Position identification records:
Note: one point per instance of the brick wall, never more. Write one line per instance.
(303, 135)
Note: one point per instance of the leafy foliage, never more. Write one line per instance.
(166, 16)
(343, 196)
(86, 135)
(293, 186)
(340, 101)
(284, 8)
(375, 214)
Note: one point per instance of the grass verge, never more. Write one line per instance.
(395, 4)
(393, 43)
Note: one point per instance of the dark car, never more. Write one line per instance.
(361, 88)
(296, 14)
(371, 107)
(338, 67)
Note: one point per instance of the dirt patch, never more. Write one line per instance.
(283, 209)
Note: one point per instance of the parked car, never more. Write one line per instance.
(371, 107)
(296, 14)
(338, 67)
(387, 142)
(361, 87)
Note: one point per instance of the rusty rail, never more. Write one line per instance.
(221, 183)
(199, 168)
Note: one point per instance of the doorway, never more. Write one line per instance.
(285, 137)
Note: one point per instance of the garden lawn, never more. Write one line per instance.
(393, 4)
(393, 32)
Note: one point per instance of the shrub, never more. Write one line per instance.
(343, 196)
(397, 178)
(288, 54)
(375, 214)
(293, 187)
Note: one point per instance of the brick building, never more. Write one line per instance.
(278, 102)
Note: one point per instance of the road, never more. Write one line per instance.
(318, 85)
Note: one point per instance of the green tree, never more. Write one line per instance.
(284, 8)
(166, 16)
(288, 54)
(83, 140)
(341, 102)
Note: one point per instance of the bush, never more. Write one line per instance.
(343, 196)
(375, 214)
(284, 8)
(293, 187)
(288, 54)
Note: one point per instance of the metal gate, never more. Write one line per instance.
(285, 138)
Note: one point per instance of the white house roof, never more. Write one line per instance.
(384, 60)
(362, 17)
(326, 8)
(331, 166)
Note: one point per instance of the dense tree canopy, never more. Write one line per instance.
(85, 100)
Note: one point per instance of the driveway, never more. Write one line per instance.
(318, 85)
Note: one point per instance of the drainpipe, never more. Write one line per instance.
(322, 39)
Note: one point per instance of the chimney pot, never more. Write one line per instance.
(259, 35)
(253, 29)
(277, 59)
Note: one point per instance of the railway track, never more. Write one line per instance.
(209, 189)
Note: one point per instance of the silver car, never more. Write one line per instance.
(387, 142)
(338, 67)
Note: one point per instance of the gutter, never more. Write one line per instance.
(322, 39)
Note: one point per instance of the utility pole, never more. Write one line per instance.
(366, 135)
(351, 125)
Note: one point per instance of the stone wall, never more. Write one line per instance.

→ **PROBLEM REQUIREMENTS**: Using the records above, please retype only the run of lines from the line holding "Note: one point per instance of the garden" through the last line, both ends included.

→ **PROBLEM SOLUTION**:
Note: one point per instance of the garden lawn, never more. Write one line per instance.
(393, 4)
(393, 32)
Note: one point per instance of the shrub, never more. Write one line per instance.
(343, 196)
(397, 178)
(288, 54)
(375, 214)
(293, 187)
Note: one point per instance of the brick building, never more. Write one line per instance.
(278, 102)
Note: one point per instance of the road, never more. Write one line per instance.
(318, 85)
Note: one point per instance of the green tree, never more. Write one line per instance.
(284, 8)
(166, 16)
(288, 54)
(83, 140)
(341, 102)
Note: one point per instance of the bush, never more. Write one line per instance.
(343, 196)
(375, 214)
(284, 8)
(293, 187)
(288, 54)
Note: one point per instance of the metal gate, never more. Write one line per instance.
(285, 138)
Note: one point per instance of the white house roof, never more. Write one line per instance.
(384, 60)
(362, 17)
(326, 8)
(331, 166)
Note: one point per instance of the dense tree canopy, never more. Write one line per instance.
(85, 100)
Note: one point per instance of the driveway, never more. Write one line per instance.
(318, 85)
Note: one point per instance of the drainpipe, never more. Write one line per instance.
(322, 39)
Note: one point per instance of the chimney pot, never more. Write one line per instance.
(259, 35)
(253, 29)
(277, 59)
Note: one point per instance of the railway track, never more. Write one line per instance.
(209, 189)
Note: one point per instance of the silver car, never more. Write one line per instance.
(387, 142)
(338, 67)
Note: one point per instance of the gutter, never more. Write one line per instance.
(322, 39)
Note: one point per instance of the utility pole, never more. Write one line per instance.
(366, 135)
(351, 125)
Note: one point per instance of the stone wall, never more. Write one line per instance.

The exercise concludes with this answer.